### WHAT YOU SHOULD DO
From the records below, extract each line containing the word "white" and reproduce those lines unchanged, in their original order.

++++

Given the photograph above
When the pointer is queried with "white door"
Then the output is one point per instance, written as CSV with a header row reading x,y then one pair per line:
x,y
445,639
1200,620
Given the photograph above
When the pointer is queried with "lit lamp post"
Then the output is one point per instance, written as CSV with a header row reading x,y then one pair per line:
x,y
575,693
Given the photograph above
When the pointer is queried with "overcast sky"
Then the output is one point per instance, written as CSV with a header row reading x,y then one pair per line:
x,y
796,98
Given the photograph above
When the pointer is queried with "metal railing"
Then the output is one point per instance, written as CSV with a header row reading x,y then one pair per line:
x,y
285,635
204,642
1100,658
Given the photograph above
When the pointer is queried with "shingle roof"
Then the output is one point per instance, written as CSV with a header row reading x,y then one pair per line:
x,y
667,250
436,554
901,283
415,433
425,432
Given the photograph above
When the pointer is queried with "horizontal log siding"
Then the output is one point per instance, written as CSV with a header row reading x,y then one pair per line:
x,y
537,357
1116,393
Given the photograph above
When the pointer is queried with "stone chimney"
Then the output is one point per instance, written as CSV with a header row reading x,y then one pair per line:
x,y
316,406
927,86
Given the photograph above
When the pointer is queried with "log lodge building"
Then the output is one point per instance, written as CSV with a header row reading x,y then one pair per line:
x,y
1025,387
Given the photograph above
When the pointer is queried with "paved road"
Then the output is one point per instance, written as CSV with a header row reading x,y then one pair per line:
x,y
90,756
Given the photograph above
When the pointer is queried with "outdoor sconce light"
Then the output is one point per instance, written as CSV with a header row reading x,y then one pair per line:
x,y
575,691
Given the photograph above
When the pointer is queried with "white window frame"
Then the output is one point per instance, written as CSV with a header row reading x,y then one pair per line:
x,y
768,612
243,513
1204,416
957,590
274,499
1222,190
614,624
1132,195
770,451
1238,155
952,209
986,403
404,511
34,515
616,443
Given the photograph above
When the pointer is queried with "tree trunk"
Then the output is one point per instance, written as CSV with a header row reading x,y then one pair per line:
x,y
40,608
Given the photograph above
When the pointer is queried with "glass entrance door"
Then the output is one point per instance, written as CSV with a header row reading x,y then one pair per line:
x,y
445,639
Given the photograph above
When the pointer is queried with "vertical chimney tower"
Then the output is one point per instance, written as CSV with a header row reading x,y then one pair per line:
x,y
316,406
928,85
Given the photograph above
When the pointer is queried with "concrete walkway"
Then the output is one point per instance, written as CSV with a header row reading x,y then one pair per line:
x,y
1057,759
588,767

++++

### WRITTEN SOLUTION
When the pointer is queried with "white door"
When the pointer is queried with "white window frame"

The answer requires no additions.